# Directions for this task
Every single entry that follows is to be retyped exactly.

# Data for this exercise

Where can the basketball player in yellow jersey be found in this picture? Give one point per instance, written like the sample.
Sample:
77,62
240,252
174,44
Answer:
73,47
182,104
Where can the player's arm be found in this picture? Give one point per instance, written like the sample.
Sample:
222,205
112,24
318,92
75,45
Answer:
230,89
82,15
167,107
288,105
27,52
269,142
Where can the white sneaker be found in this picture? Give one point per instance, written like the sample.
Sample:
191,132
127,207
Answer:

# The completed task
Where can the basketball player in yellow jersey be found in this picture? Give one point per instance, written like the sample.
Sample:
77,62
240,252
174,44
Answer:
73,47
182,104
Where can the player's arm be found in this picture? Give one point per instance, written like the sample.
Sample:
222,205
112,24
318,92
75,45
Answer:
230,89
82,15
167,107
288,105
27,52
269,142
Where can the white sneaker be found in this picture? Give one point per instance, written like the sample.
Sample:
191,132
127,207
Answer:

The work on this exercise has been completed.